--- Exercise details ---
Scale the lines below, from the line containing "Check that each instance of the roadside" through the last line, inclusive, and reproduce them with the requests kept as they are. Multiply every coordinate in the answers by 1.9 and round to whole numbers, with halves rounded up.

--- Begin Source records ---

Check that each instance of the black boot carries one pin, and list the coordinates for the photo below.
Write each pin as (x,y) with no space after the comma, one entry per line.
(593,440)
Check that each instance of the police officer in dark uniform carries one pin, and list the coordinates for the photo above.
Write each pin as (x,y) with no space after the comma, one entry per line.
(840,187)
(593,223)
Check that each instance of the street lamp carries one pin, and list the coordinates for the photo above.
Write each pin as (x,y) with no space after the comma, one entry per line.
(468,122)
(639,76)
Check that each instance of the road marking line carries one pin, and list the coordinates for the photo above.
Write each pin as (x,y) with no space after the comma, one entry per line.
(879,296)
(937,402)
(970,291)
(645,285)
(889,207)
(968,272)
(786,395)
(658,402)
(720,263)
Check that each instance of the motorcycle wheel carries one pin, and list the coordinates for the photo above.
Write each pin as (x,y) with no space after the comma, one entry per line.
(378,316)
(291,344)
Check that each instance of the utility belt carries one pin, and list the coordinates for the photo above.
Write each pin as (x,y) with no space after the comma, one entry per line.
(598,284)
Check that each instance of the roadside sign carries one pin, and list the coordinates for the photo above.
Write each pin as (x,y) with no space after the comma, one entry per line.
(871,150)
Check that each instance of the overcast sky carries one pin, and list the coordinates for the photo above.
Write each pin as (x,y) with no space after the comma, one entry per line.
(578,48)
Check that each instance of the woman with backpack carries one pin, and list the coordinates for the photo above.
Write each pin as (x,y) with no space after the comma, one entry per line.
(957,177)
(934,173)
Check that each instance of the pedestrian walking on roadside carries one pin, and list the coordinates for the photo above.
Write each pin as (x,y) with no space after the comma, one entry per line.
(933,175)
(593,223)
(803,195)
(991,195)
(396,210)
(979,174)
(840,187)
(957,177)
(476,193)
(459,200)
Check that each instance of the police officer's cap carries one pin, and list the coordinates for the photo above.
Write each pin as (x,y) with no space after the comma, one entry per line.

--- End Source records ---

--- Problem solution ---
Check that each instance of the roadside sign carries one pin, and list the coordinates for the photo above.
Write each pin as (x,y) with no space after the comma, one entry per line.
(1655,285)
Check that each instance of the overcast sky carries one pin, and list the coordinates for the photo above.
Write each pin as (x,y) with no space after the comma, one entry per line.
(1098,91)
Check that each instance of the woman with backpack carries one pin, and list the coordinates for the photo above.
Write each pin as (x,y) with no space after the comma, one entry per line.
(1818,336)
(1775,329)
Check that each instance of the pedestrian walking on roadside carries one pin, and list the coordinates for the photo above.
Write each pin as (x,y) with no space after the comma, one entry per line.
(1773,333)
(1127,424)
(1526,371)
(1883,371)
(752,399)
(1860,331)
(1596,355)
(1818,336)
(904,367)
(872,380)
Check that each instance of the police officer's cap carries one pin, and list the coordinates for the photo above.
Write each pin as (x,y) with no space after the comma, one entry per line.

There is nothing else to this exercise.